**Problems and tasks:**
A – For the Geinimi article, decide whether each statement agrees with it and answer yes or no, quoting the words that settle it. (i) Lookout reported that Geinimi can send personal data from a phone to remote servers. (ii) The Trojan is being uploaded through apps from the official Android app market. (iii) Computers in a botnet are compromised without their owners knowing.
B – Reproduce the part of the Geinimi article that begins at the words "The software, known" and stop after the words "form of damage.".

**Text block:**

A malicious new piece of malware targeted at Android smartphones has appeared in China.

Lookout, a mobile security blog, run by San Francisco-based Lookout Mobile Security, reported that the malware, codenamed Geinimi is able to compromise personal data on a user's phone and send it to remote servers. The most sophisticated Android malware we've seen to date, Geinimi is also the first Android malware in the wild that displays botnet-like capabilities, wrote tim on the blog.

The software, known as a Trojan, is currently uploaded through repackaged versions of Android apps distributed by third-party Android app market. Trojans are pieces of software that appear legitimate to the user, but often have harmful purposes. The code is designed to take control of the system to affect the chosen form of damage.

A botnet is an army of robots or systems that have been compromised without the knowledge of their owners. These computers are used to forward spams and viruses to other computers through the internet.

[Natural-language object grounding data]

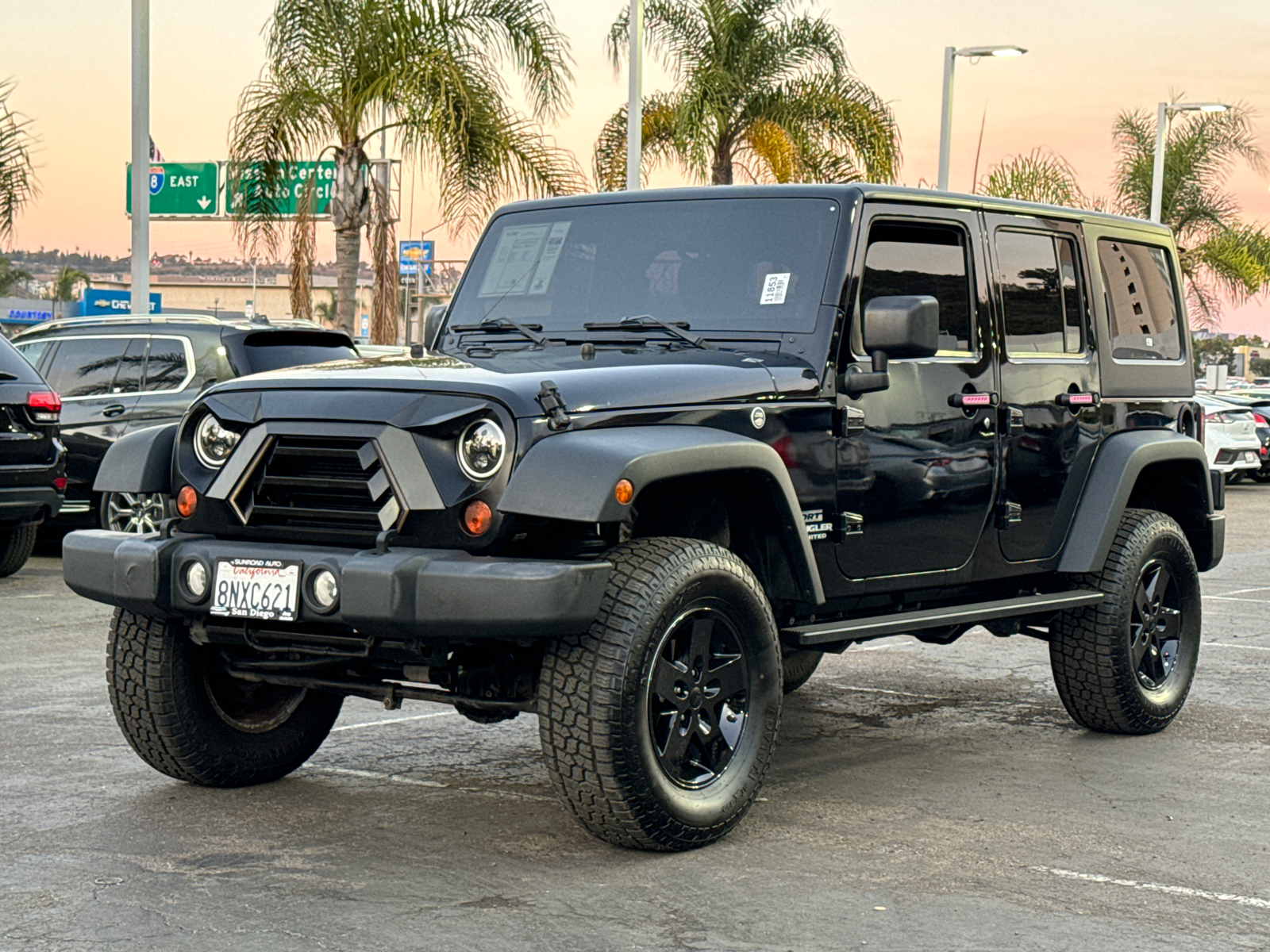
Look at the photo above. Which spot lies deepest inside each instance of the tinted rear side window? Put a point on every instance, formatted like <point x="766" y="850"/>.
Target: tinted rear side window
<point x="921" y="259"/>
<point x="276" y="349"/>
<point x="14" y="366"/>
<point x="1142" y="301"/>
<point x="1039" y="294"/>
<point x="86" y="366"/>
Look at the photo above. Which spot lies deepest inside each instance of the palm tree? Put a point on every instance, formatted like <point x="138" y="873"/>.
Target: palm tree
<point x="341" y="71"/>
<point x="759" y="90"/>
<point x="65" y="282"/>
<point x="1218" y="251"/>
<point x="17" y="171"/>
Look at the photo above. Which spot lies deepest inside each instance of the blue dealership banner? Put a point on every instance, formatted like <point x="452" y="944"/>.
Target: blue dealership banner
<point x="97" y="302"/>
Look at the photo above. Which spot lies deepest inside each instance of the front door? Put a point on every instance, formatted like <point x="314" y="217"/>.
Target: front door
<point x="916" y="471"/>
<point x="1051" y="422"/>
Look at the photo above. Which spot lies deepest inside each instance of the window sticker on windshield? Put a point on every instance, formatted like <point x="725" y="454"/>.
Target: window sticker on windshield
<point x="550" y="257"/>
<point x="514" y="258"/>
<point x="774" y="289"/>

**Your written answers:**
A –
(i) Yes: "is able to compromise personal data on a user's phone and send it to remote servers"
(ii) No: "repackaged versions of Android apps distributed by third-party Android app market"
(iii) Yes: "compromised without the knowledge of their owners"

B –
The software, known as a Trojan, is currently uploaded through repackaged versions of Android apps distributed by third-party Android app market. Trojans are pieces of software that appear legitimate to the user, but often have harmful purposes. The code is designed to take control of the system to affect the chosen form of damage.